IN a world where it seems like everyone in the public eye is media-trained to within an inch of their life, Cat Deeley is still old school.
Deeley, 44, who found fame co-presenting Saturday morning children’s show SM:TV Live with Ant and Dec in the late 1990s and has spent the past 14 years hosting the popular US reality competition So You Think You Can Dance, isn’t one for trite soundbites.
There are no guarded pauses. Or checking with her publicist that she is saying the right thing. Deeley is funny and self-deprecating, peppering our conversation with amusing anecdotes and the impression she doesn’t take herself too seriously.
As the TV presenter’s voice drifts down the line on a weekday morning in May, she chats breezily about swapping Los Angeles for London, on-air disasters, romantic gestures, pandemic life and how she recently had a spring lamb named in her honour.

* _DATA SUPPLIED_:
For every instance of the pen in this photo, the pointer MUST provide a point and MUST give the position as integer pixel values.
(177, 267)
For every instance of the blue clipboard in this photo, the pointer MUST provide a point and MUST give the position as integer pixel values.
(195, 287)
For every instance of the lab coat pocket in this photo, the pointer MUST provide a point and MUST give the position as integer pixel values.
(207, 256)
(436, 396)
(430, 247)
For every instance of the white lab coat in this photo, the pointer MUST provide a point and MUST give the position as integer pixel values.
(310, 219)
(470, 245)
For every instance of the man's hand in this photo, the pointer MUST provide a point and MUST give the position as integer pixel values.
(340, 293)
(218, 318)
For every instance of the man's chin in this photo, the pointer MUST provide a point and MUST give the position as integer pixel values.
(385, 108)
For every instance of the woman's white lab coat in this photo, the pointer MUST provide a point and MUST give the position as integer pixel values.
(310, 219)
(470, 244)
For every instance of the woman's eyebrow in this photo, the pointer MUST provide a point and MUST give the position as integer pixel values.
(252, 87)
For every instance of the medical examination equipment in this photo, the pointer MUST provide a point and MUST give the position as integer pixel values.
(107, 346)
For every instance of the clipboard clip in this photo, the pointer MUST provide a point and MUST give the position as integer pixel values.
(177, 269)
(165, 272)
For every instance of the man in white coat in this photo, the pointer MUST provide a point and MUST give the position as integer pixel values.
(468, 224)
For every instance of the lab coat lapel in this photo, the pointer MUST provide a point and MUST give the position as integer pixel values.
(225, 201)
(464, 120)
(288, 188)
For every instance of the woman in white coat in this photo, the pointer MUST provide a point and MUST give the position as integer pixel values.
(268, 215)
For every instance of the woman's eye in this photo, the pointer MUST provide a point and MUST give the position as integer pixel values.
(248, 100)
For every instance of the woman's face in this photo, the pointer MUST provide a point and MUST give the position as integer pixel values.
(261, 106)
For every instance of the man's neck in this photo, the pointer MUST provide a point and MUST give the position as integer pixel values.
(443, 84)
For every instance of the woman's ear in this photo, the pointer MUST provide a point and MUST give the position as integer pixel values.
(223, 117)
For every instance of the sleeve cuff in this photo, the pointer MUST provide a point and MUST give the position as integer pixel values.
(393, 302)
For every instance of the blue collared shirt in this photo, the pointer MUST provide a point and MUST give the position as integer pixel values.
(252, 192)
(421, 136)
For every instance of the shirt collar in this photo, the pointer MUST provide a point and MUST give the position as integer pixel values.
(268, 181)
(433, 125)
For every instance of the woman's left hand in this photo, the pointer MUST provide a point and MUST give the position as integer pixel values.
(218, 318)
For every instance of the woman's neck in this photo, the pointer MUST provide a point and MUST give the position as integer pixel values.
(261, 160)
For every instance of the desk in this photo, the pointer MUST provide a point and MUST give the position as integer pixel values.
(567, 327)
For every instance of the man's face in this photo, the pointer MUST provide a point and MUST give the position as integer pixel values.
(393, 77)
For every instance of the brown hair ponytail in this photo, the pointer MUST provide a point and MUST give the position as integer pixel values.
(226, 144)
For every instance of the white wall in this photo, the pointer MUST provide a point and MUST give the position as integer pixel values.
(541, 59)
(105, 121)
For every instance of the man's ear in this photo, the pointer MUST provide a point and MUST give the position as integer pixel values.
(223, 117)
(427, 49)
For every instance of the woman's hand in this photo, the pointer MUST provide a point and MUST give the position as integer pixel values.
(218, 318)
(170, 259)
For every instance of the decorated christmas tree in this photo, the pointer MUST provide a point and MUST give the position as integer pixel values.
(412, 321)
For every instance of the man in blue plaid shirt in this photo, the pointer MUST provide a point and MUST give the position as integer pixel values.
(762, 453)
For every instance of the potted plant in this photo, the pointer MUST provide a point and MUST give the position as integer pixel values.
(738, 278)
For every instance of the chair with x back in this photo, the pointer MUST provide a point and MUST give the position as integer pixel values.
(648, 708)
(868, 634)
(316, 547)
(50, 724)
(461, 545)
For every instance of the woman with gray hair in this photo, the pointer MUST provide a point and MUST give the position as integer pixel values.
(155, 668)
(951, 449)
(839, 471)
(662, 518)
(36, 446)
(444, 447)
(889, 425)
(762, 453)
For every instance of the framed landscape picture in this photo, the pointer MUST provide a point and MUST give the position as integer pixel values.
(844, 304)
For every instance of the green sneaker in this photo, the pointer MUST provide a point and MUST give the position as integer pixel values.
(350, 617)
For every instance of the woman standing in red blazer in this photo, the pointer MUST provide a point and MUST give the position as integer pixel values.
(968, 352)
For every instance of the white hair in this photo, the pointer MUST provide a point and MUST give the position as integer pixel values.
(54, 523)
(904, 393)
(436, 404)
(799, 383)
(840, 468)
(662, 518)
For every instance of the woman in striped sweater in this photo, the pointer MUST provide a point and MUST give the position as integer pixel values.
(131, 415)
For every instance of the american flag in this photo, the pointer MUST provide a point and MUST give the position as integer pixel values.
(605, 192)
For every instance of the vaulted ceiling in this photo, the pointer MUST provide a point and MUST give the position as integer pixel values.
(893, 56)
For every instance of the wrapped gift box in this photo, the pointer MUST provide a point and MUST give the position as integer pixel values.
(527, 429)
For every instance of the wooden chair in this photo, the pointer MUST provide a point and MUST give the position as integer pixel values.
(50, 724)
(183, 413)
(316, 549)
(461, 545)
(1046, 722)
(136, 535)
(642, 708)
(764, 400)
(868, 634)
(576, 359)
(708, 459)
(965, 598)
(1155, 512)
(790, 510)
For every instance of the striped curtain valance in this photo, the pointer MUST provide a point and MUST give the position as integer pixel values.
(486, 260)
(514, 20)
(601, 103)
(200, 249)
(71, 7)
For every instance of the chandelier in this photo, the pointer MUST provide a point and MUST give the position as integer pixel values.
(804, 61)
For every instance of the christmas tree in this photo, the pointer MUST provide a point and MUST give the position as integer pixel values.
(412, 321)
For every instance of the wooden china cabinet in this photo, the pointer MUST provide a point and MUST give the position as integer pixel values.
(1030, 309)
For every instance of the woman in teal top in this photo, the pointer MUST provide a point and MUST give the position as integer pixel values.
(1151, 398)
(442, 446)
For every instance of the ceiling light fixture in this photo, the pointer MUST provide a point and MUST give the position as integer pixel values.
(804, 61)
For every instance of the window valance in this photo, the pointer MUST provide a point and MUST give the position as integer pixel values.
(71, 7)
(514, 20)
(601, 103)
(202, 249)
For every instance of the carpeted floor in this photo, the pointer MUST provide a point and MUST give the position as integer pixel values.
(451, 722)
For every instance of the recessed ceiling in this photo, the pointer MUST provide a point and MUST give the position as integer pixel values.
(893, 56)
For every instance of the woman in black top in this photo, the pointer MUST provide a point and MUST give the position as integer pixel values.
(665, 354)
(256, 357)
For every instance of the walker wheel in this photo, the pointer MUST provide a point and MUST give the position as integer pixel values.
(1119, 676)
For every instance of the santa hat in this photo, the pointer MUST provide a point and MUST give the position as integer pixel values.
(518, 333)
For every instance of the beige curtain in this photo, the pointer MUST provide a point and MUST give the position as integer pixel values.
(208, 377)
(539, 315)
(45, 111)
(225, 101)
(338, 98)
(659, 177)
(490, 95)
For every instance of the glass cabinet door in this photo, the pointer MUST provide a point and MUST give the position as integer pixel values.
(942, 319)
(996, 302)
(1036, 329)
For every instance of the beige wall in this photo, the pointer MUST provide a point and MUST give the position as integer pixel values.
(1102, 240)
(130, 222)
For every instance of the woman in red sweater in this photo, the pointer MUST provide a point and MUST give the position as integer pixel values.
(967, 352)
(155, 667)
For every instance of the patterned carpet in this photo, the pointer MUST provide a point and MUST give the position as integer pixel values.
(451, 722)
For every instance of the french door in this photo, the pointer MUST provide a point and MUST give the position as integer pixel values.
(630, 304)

* _WORK REQUEST 1_:
Please copy everything in the Cat Deeley profile from "As the TV presenter’s" down to "in her honour.", substituting "New York" for "Los Angeles".
* _WORK REQUEST 2_:
Extend the Cat Deeley profile with the next few sentences after its final line.
The listing has no connection to the Cat Deeley profile.

* _YOUR RESPONSE 1_:
As the TV presenter’s voice drifts down the line on a weekday morning in May, she chats breezily about swapping New York for London, on-air disasters, romantic gestures, pandemic life and how she recently had a spring lamb named in her honour.

* _YOUR RESPONSE 2_:
Deeley is in good form. “I love to feel comfortable in my own skin,” she says. “Some days I can rock a black leather mini dress and other days I want something floral, whimsical and vintage, then some days I want an androgynous trouser suit.”
The reason we are talking clothes is that Deeley has newly launched a collaboration with luxury knitwear brand, Winser London, to create a womenswear capsule collection.
There’s a Scottish link with the Geelong lambswool yarn produced at the Todd & Duncan mill on the banks of Loch Leven in Kinross and the garments then handcrafted at Teviot Knitwear Hawick, an artisan manufacturer in the Borders.
Her debut range, Knit by Cat Deeley for Winser London, comprises three pieces: a hooded cardigan, poncho and zip-neck jumper. She cites a 1962 photograph of Marilyn Monroe on Santa Monica Beach as one of her main inspirations.
“It is an iconic picture,” says Deeley. “She is on the beach, a bit windswept and full of life. She has got on this cardigan that you just know she has had for years – JFK may have even given it to her. It feels like an heirloom.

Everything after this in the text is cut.